→ TASK:
From the listing below, reproduce word for word the part that opens with the line containing "Target: collar of jacket" and closes with the line containing "Where can the child with"; reproduce nothing else.

+===+

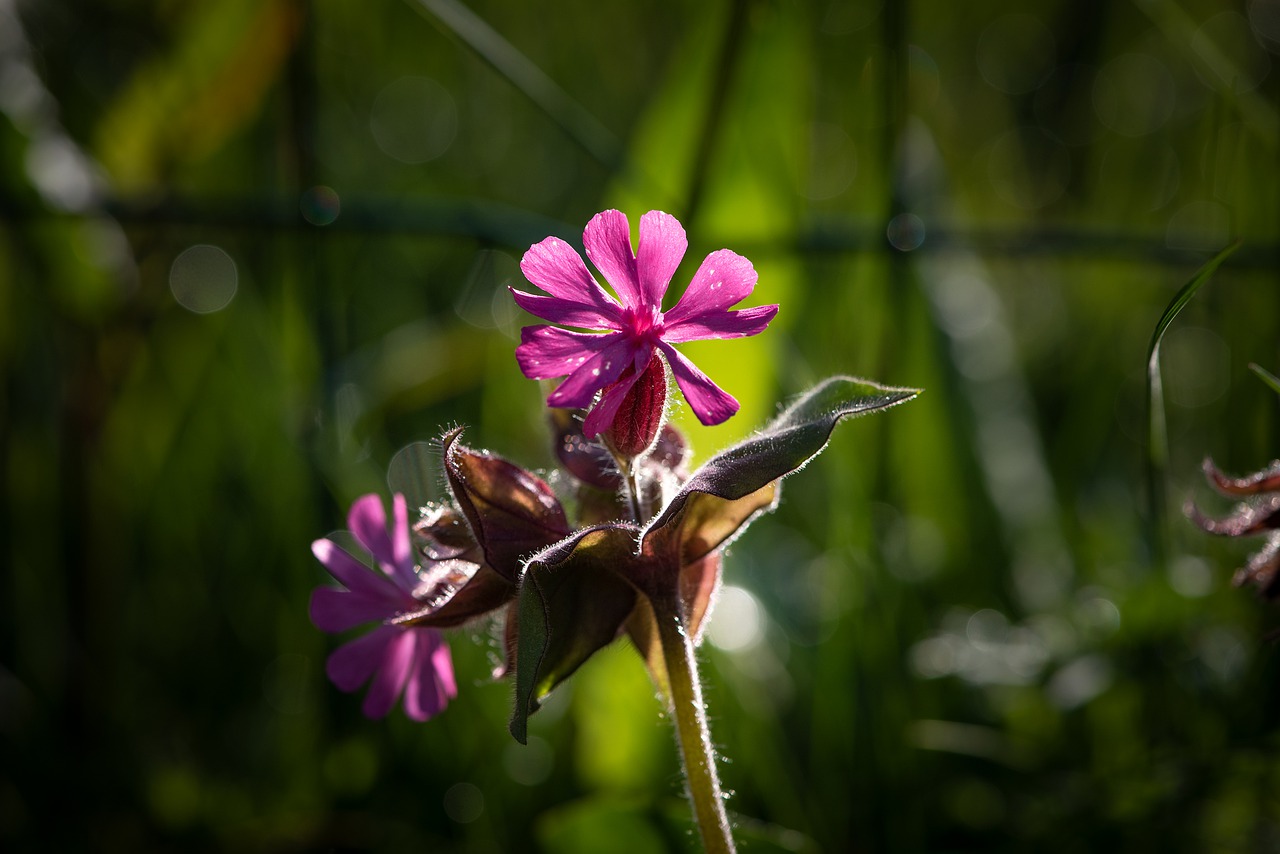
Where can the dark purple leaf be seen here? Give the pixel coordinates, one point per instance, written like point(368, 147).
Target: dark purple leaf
point(512, 512)
point(572, 602)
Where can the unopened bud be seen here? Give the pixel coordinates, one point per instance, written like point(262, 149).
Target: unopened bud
point(640, 414)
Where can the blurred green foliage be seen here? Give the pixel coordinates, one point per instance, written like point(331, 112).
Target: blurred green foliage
point(950, 636)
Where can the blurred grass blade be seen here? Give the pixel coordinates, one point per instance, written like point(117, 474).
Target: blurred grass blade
point(1266, 377)
point(1157, 435)
point(528, 77)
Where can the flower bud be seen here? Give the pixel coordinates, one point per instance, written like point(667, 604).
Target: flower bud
point(640, 415)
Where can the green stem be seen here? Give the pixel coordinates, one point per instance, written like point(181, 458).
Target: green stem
point(691, 734)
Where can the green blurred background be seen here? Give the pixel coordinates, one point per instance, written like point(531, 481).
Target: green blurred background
point(250, 249)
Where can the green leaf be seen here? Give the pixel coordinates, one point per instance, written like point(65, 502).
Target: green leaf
point(1157, 435)
point(709, 508)
point(571, 603)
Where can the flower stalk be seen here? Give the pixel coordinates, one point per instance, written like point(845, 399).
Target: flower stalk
point(693, 736)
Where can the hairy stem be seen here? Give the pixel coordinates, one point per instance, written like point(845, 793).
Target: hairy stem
point(691, 734)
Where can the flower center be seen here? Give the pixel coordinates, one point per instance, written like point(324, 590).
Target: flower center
point(643, 323)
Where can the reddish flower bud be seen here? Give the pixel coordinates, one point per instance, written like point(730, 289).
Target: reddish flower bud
point(1258, 515)
point(640, 415)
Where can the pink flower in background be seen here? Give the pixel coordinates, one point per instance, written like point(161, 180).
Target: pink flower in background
point(410, 661)
point(622, 334)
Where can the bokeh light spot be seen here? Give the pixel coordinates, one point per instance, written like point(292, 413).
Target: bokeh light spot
point(737, 622)
point(414, 119)
point(204, 279)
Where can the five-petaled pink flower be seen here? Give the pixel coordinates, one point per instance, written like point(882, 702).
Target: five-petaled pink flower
point(624, 333)
point(403, 660)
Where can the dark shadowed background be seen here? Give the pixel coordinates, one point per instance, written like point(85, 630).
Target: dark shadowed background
point(250, 249)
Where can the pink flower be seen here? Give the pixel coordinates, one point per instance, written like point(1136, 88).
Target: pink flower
point(408, 660)
point(624, 333)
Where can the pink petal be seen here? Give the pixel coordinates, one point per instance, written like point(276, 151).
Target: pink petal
point(723, 279)
point(554, 266)
point(392, 674)
point(568, 311)
point(662, 246)
point(545, 352)
point(352, 574)
point(430, 679)
point(721, 324)
point(443, 663)
point(351, 665)
point(405, 572)
point(334, 610)
point(368, 521)
point(595, 373)
point(608, 243)
point(711, 403)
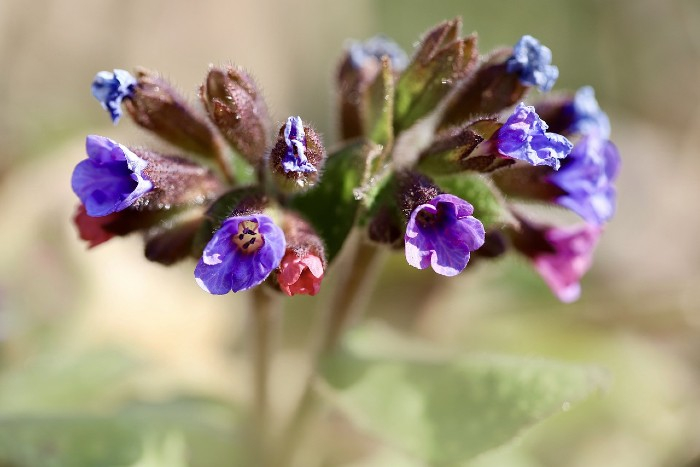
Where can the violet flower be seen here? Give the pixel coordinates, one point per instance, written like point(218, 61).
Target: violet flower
point(295, 158)
point(586, 115)
point(441, 234)
point(374, 49)
point(240, 255)
point(587, 178)
point(111, 88)
point(571, 258)
point(524, 137)
point(532, 62)
point(111, 179)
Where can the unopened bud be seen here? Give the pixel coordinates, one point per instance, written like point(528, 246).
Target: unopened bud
point(441, 63)
point(158, 107)
point(235, 105)
point(490, 90)
point(297, 157)
point(366, 84)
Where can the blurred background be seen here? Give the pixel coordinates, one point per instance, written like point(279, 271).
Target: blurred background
point(87, 332)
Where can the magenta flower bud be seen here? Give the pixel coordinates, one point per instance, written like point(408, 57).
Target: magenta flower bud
point(236, 106)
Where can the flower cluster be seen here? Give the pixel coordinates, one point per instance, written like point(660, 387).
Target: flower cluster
point(282, 221)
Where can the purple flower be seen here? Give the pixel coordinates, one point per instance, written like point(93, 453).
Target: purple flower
point(111, 88)
point(240, 255)
point(295, 158)
point(523, 136)
point(532, 62)
point(586, 115)
point(111, 179)
point(374, 49)
point(441, 234)
point(587, 177)
point(570, 258)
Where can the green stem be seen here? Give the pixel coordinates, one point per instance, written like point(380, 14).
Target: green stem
point(348, 300)
point(264, 319)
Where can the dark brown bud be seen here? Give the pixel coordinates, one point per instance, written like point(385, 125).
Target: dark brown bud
point(489, 90)
point(158, 107)
point(236, 106)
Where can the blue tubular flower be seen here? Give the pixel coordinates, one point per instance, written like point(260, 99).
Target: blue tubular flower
point(374, 49)
point(295, 158)
point(240, 255)
point(586, 115)
point(111, 179)
point(523, 136)
point(587, 177)
point(111, 88)
point(532, 62)
point(441, 234)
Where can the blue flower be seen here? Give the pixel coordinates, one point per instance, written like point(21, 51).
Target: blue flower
point(111, 88)
point(523, 136)
point(295, 159)
point(587, 178)
point(442, 234)
point(111, 179)
point(374, 49)
point(240, 255)
point(586, 115)
point(532, 62)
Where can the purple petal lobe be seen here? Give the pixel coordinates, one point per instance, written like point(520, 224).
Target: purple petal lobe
point(587, 177)
point(110, 179)
point(531, 61)
point(441, 234)
point(295, 159)
point(240, 255)
point(111, 88)
point(524, 137)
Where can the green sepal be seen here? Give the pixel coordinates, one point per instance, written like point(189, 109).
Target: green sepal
point(474, 189)
point(331, 206)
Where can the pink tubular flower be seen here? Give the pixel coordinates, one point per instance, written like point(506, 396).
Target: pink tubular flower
point(570, 259)
point(300, 274)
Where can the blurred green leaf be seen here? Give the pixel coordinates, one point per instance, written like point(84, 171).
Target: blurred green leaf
point(201, 431)
point(473, 188)
point(331, 205)
point(448, 410)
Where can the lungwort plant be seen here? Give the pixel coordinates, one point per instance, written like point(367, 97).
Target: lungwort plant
point(434, 151)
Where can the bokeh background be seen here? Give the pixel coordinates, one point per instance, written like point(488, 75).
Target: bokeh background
point(87, 332)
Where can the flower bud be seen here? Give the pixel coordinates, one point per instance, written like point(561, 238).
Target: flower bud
point(158, 107)
point(236, 106)
point(560, 256)
point(441, 63)
point(366, 84)
point(453, 150)
point(303, 264)
point(297, 157)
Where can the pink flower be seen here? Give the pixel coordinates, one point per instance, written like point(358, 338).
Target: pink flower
point(300, 274)
point(570, 258)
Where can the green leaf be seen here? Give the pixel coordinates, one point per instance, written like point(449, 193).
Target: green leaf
point(331, 206)
point(474, 189)
point(448, 410)
point(201, 431)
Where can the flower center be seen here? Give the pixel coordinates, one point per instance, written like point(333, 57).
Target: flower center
point(248, 239)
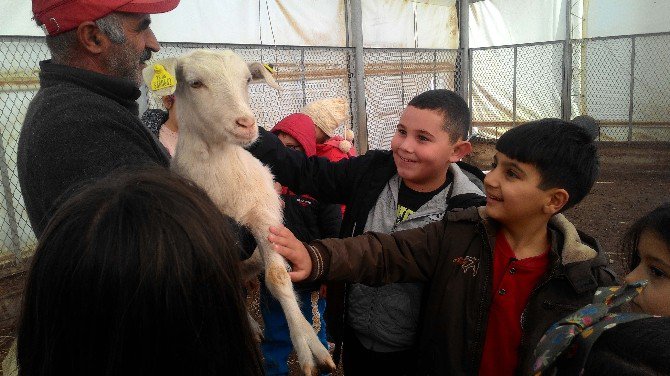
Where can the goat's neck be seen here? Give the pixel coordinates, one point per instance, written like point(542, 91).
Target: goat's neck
point(192, 145)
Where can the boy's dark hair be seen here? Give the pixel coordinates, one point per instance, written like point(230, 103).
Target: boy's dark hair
point(451, 106)
point(657, 221)
point(564, 154)
point(136, 274)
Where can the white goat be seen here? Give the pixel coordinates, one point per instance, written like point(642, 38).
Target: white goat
point(215, 124)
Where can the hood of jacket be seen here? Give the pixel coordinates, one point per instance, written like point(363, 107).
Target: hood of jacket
point(300, 127)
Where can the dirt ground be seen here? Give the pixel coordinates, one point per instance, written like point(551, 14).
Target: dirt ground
point(634, 179)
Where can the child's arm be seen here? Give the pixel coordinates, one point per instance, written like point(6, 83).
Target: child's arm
point(372, 258)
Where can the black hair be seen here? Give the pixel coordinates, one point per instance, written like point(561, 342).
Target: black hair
point(451, 106)
point(136, 275)
point(640, 347)
point(656, 221)
point(563, 153)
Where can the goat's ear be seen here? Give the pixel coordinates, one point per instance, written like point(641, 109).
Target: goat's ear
point(259, 72)
point(160, 77)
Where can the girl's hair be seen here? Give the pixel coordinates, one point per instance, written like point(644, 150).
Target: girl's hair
point(658, 221)
point(137, 275)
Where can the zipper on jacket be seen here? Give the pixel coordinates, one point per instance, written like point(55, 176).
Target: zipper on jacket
point(478, 345)
point(567, 307)
point(525, 309)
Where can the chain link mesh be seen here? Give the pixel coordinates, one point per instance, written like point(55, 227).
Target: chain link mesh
point(18, 85)
point(508, 85)
point(393, 78)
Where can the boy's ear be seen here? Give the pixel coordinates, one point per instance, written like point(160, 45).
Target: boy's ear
point(461, 149)
point(558, 197)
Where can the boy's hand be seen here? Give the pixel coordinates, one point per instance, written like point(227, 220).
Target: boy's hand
point(285, 243)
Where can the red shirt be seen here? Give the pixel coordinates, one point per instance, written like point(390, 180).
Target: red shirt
point(513, 282)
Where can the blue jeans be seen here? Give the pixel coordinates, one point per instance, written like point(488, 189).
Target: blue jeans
point(276, 345)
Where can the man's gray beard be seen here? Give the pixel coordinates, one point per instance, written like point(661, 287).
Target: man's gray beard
point(125, 64)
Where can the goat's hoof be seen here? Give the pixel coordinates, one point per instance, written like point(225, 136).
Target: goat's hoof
point(309, 370)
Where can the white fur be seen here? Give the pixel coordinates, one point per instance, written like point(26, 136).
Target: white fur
point(215, 123)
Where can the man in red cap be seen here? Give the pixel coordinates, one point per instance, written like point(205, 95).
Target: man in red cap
point(84, 122)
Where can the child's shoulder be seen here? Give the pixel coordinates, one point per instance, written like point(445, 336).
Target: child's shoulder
point(470, 214)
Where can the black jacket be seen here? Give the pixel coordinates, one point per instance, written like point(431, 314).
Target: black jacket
point(80, 126)
point(309, 219)
point(355, 182)
point(454, 257)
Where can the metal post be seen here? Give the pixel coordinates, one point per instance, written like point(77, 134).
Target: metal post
point(632, 90)
point(566, 95)
point(11, 213)
point(304, 77)
point(355, 32)
point(514, 86)
point(464, 48)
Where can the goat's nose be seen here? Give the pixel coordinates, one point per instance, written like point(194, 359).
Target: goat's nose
point(245, 121)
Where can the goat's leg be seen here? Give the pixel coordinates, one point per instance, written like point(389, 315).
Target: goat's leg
point(305, 341)
point(252, 266)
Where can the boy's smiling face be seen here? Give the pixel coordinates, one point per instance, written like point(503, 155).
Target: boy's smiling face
point(423, 150)
point(654, 266)
point(513, 194)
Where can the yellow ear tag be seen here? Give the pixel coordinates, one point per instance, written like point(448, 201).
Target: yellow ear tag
point(270, 68)
point(162, 79)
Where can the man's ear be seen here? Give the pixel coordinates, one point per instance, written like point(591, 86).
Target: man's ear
point(91, 37)
point(461, 149)
point(558, 197)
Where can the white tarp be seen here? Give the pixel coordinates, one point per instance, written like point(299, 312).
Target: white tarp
point(287, 22)
point(386, 23)
point(505, 22)
point(624, 17)
point(410, 24)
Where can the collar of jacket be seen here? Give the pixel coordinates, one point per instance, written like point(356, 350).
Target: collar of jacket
point(570, 255)
point(122, 91)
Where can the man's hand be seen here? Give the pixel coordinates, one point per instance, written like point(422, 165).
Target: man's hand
point(285, 243)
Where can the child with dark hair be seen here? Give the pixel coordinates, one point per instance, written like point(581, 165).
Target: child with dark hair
point(648, 244)
point(607, 343)
point(126, 280)
point(386, 190)
point(309, 220)
point(497, 276)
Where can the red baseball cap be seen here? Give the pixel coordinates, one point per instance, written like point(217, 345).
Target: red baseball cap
point(59, 16)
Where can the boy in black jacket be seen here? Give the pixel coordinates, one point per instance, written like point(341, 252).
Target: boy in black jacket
point(498, 275)
point(409, 186)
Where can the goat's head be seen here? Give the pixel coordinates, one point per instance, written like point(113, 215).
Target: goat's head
point(213, 95)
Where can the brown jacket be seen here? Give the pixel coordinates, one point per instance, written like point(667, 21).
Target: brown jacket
point(454, 258)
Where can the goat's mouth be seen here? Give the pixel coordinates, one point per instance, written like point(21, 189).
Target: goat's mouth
point(246, 135)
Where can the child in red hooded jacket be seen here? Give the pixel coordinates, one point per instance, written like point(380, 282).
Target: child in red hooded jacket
point(328, 114)
point(309, 220)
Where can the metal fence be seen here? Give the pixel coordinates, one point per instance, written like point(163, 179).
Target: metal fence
point(624, 82)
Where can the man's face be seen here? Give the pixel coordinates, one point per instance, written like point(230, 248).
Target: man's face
point(422, 149)
point(126, 60)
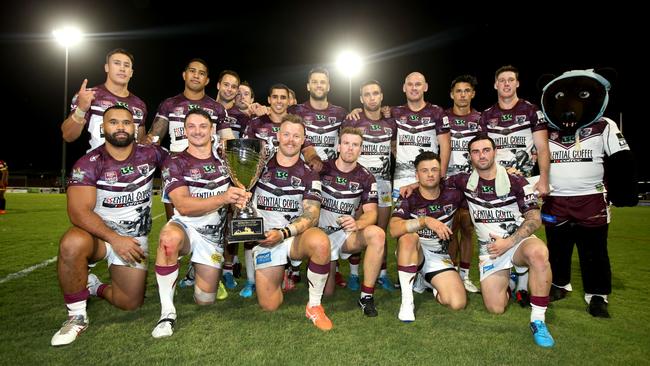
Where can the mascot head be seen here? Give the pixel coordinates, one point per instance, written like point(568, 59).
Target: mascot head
point(574, 99)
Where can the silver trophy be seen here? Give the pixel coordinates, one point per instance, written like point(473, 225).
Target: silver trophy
point(245, 159)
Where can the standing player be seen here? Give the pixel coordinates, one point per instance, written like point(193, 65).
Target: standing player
point(89, 104)
point(422, 223)
point(347, 185)
point(288, 198)
point(109, 205)
point(420, 127)
point(518, 129)
point(321, 118)
point(199, 187)
point(464, 125)
point(378, 147)
point(4, 182)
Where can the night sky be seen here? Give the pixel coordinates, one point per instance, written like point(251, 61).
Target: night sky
point(281, 41)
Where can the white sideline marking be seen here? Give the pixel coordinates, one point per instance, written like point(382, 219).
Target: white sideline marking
point(28, 270)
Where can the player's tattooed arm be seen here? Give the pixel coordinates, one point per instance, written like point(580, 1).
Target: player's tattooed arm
point(158, 128)
point(309, 217)
point(532, 222)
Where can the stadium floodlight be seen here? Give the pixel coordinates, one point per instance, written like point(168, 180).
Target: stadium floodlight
point(67, 37)
point(350, 64)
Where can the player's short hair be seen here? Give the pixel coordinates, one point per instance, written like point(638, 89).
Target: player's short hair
point(506, 68)
point(370, 82)
point(201, 61)
point(469, 79)
point(292, 118)
point(425, 155)
point(351, 131)
point(279, 86)
point(117, 107)
point(120, 51)
point(200, 111)
point(231, 73)
point(318, 70)
point(246, 84)
point(480, 137)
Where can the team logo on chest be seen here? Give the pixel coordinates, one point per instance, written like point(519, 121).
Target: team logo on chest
point(110, 177)
point(195, 173)
point(143, 169)
point(295, 182)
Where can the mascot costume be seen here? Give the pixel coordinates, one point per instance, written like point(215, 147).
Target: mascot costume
point(591, 167)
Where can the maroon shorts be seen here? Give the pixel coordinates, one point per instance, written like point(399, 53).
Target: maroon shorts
point(589, 210)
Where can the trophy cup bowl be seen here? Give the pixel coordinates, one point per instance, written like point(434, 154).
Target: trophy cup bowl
point(244, 159)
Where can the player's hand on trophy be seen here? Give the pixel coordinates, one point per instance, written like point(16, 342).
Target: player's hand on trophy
point(273, 237)
point(128, 249)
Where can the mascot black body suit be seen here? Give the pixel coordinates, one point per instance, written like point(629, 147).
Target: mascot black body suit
point(591, 166)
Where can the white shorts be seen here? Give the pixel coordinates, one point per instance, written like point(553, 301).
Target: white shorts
point(337, 239)
point(487, 266)
point(384, 193)
point(265, 257)
point(113, 259)
point(203, 250)
point(434, 262)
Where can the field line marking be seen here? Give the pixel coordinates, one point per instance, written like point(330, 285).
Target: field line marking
point(28, 270)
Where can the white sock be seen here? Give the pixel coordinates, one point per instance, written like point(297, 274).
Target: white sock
point(537, 313)
point(316, 286)
point(522, 281)
point(406, 285)
point(77, 308)
point(354, 269)
point(166, 287)
point(250, 266)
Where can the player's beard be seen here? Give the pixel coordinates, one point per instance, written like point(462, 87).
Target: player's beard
point(113, 140)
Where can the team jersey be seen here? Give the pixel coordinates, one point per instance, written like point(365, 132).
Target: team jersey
point(279, 192)
point(123, 187)
point(376, 148)
point(237, 121)
point(204, 178)
point(343, 193)
point(103, 100)
point(491, 214)
point(577, 158)
point(462, 130)
point(321, 126)
point(512, 131)
point(263, 128)
point(441, 208)
point(174, 110)
point(416, 132)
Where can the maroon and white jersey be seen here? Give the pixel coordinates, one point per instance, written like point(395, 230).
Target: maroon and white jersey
point(343, 193)
point(123, 187)
point(279, 192)
point(492, 214)
point(416, 132)
point(204, 178)
point(263, 128)
point(237, 121)
point(441, 208)
point(174, 110)
point(103, 100)
point(376, 149)
point(462, 129)
point(577, 158)
point(512, 132)
point(321, 126)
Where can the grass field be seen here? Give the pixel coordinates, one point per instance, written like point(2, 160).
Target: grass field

+===+

→ SOLUTION FOR THIS TASK:
Target: collar of jacket
point(570, 255)
point(122, 91)
Where can the man's hand be seen here? Give the pixel coordinates, one point per instance, written like point(422, 165).
Target: man's hand
point(285, 243)
Where can the child with dark hair be seen here? Give the pixel coordinates, one point per instance, written like point(581, 165).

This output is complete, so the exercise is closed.